--- 연습 자료 ---

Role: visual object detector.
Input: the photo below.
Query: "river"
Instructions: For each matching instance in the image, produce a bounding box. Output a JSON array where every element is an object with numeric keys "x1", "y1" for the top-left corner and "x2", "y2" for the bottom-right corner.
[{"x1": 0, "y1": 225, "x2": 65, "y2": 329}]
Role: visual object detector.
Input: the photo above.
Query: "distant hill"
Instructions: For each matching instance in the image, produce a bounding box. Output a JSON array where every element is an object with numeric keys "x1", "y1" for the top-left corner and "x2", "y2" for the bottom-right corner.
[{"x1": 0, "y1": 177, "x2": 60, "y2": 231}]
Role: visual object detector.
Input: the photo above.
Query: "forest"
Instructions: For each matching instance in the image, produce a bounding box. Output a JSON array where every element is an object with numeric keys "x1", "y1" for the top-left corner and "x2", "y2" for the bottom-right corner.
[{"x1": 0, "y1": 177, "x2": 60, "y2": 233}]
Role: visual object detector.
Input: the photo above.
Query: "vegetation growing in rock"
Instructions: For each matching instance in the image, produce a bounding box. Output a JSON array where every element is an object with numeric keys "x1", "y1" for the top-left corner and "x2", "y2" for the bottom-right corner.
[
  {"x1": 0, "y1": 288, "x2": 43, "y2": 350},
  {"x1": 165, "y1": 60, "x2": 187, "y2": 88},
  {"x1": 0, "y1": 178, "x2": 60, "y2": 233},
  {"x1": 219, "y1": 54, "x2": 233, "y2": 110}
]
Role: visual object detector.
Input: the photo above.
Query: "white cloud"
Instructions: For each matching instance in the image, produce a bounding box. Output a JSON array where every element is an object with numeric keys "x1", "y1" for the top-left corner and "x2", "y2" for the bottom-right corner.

---

수행 과제: 위 목록 전체를 '번호'와 '줄' 두 열의 마크다운 표로 바꾸세요. 빈 줄은 빼고 나머지 줄은 순서대로 한 행씩 넣으세요.

전체 답안:
| 번호 | 줄 |
|---|---|
| 1 | Role: visual object detector. |
| 2 | Input: the photo below. |
| 3 | Query: "river" |
| 4 | Instructions: For each matching instance in the image, produce a bounding box. Output a JSON array where every element is an object with numeric keys "x1", "y1" for the top-left corner and "x2", "y2" for the bottom-right corner. |
| 5 | [{"x1": 0, "y1": 225, "x2": 65, "y2": 329}] |
| 6 | Role: visual object detector. |
| 7 | Input: the photo above. |
| 8 | Query: "distant hill" |
| 9 | Instructions: For each matching instance in the image, produce a bounding box. Output a JSON array where every element is an object with numeric keys "x1", "y1" for the top-left corner and "x2", "y2" for the bottom-right corner. |
| 10 | [{"x1": 0, "y1": 177, "x2": 60, "y2": 231}] |
| 11 | Role: visual object detector. |
| 12 | Input: the photo above. |
| 13 | Query: "forest" |
| 14 | Instructions: For each matching instance in the image, produce a bounding box. Output a JSON array where every element is an object with numeric keys "x1", "y1" for the top-left corner and "x2", "y2" for the bottom-right corner. |
| 15 | [{"x1": 0, "y1": 177, "x2": 60, "y2": 233}] |
| 16 | Role: visual object detector. |
| 17 | Input: the photo above. |
| 18 | Query: "vegetation growing in rock" |
| 19 | Instructions: For each matching instance in the image, produce a bounding box. Output a JSON array where every element is an object with numeric keys "x1", "y1" for the top-left corner and "x2", "y2" for the bottom-right corner. |
| 20 | [ |
| 21 |   {"x1": 0, "y1": 288, "x2": 43, "y2": 350}, |
| 22 |   {"x1": 165, "y1": 60, "x2": 187, "y2": 88}, |
| 23 |   {"x1": 0, "y1": 178, "x2": 60, "y2": 233}, |
| 24 |   {"x1": 219, "y1": 54, "x2": 233, "y2": 110} |
| 25 | ] |
| 26 | Role: visual object detector. |
| 27 | Input: the photo above. |
| 28 | Query: "white cloud" |
| 29 | Instructions: For each matching instance in the image, produce a bounding box. Output a JSON array where every element is an object with numeric keys "x1", "y1" for the top-left corner and "x2", "y2" for the bottom-right corner. |